TASK GOAL =
Exactly as given, write out the lines from the one containing "of the cloudy" through the end of the listing, with both ends included and nothing else.

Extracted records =
=======
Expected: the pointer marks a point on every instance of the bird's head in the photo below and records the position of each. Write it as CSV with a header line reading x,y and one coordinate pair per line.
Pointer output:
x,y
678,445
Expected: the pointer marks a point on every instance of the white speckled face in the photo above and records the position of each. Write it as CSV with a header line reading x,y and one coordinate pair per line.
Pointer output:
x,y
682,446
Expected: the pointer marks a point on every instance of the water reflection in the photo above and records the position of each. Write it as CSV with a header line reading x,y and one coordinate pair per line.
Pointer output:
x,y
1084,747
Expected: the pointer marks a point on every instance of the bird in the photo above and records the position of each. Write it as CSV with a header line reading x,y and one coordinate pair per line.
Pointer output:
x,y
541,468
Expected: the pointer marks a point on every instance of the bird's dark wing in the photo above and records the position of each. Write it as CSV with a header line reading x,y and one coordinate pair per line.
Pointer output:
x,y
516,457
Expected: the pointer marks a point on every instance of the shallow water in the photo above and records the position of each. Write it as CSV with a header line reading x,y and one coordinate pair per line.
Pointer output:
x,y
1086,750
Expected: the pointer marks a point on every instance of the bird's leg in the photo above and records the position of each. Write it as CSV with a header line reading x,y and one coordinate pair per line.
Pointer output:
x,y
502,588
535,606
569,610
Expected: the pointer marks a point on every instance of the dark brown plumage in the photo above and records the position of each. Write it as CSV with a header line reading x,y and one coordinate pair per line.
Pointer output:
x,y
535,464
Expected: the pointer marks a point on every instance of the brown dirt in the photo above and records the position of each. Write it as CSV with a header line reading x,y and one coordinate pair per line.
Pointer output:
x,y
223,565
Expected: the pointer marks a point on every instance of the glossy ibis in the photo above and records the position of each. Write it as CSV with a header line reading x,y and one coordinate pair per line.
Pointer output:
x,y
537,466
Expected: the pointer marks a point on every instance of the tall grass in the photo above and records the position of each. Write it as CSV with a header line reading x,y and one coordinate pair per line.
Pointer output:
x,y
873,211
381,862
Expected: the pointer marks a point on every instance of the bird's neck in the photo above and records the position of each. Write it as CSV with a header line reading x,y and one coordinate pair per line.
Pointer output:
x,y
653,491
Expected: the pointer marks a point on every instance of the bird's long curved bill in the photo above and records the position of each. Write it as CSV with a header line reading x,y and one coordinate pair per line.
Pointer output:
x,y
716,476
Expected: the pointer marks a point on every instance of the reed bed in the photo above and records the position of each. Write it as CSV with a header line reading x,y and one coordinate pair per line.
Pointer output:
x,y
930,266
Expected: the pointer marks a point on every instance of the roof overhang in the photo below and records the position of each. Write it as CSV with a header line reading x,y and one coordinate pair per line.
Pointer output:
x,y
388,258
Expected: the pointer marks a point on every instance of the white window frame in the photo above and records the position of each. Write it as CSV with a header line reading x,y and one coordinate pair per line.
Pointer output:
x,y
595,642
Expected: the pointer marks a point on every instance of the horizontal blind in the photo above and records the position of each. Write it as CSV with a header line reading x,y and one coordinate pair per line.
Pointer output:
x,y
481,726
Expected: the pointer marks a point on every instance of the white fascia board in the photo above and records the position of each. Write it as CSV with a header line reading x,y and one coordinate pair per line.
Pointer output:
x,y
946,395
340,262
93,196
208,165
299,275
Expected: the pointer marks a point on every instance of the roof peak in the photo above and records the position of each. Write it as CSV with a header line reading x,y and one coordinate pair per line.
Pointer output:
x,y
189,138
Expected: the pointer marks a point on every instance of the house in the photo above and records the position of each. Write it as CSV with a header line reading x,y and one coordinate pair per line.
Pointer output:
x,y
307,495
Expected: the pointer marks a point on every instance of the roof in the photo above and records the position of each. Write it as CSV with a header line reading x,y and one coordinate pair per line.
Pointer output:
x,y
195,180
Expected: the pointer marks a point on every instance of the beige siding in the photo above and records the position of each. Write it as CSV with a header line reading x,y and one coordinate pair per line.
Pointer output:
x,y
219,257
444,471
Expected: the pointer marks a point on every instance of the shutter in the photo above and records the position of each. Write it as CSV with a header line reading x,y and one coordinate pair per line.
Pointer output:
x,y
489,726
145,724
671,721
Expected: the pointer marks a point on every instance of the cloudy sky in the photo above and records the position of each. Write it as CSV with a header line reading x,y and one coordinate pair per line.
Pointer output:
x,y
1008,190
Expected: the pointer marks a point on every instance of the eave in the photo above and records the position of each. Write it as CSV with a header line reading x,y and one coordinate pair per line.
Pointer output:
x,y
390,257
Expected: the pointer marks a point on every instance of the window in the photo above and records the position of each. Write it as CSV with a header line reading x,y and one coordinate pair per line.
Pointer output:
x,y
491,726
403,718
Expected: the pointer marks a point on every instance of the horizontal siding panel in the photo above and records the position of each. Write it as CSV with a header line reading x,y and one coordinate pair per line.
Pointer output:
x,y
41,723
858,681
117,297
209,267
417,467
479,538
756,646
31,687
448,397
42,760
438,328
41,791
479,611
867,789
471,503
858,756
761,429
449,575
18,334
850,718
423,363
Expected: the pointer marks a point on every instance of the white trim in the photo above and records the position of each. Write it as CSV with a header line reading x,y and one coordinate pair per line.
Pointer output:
=======
OUTPUT OF THE EXERCISE =
Expected: the pointer marks a point on every instance of the cloudy sky in the photo above and records the position of each. Write it as CSV with a header line reading x,y and one coordinate pair per line.
Pointer output:
x,y
1008,190
Expected: the pointer marks a point on every instance of the eave in the photo above and records the position of each. Write it as CSV with a header line reading x,y and one coordinate pair per line.
Pointer output:
x,y
390,257
Expected: the pointer marks a point on every instance of the window in the photo above and records the position of each. Write it as CSV with a header line reading x,y and one coordinate pair per line.
Pointer output:
x,y
491,726
403,718
Expected: the pointer marks a point on every instance of the horizontal siding panel in the photo above and records the position of each. Write it as CSV with a header line reading x,y and one coordinate pair per line.
Pointer output:
x,y
41,723
858,681
117,297
209,267
417,467
479,538
756,646
31,687
448,397
42,760
438,328
41,791
479,611
867,789
471,503
858,756
761,429
449,575
18,334
850,718
423,363
Expected: the pointer marks a point on every instance of the white trim in the photo above and records the position of each. Write it as CSV with a header line reading x,y and one coordinate pair per line.
Pointer output:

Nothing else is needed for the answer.